▶ _WHAT IS NEEDED_
Count the lines in the entries below that contain the word "black". Give only the number.

▶ _DATA FOR THIS TASK_
- - - -
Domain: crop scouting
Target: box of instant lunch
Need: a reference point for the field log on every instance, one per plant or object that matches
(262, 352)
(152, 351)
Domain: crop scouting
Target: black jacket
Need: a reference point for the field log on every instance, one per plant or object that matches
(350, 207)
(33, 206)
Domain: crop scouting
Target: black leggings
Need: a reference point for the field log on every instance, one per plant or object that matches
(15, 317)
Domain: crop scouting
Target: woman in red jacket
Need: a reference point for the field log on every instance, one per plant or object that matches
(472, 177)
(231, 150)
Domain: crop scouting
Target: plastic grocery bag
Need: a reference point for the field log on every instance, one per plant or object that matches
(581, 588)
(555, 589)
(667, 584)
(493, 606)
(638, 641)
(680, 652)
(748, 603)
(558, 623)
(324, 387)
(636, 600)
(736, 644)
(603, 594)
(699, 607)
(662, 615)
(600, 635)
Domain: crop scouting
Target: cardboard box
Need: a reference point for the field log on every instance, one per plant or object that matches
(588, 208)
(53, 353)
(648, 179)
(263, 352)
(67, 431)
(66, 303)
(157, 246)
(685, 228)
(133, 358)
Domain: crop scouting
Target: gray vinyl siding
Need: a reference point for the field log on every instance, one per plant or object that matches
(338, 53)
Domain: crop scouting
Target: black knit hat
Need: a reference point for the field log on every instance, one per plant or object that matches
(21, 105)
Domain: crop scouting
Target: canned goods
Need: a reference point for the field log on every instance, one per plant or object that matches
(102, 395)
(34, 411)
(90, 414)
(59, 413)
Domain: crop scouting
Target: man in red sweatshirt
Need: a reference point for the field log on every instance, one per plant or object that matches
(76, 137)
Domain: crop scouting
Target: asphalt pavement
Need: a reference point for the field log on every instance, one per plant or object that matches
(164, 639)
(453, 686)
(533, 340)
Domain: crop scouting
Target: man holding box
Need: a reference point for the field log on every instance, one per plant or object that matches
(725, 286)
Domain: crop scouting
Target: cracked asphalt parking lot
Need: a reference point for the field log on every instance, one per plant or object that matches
- - - -
▶ _SOLUTION FOR THIS EXERCISE_
3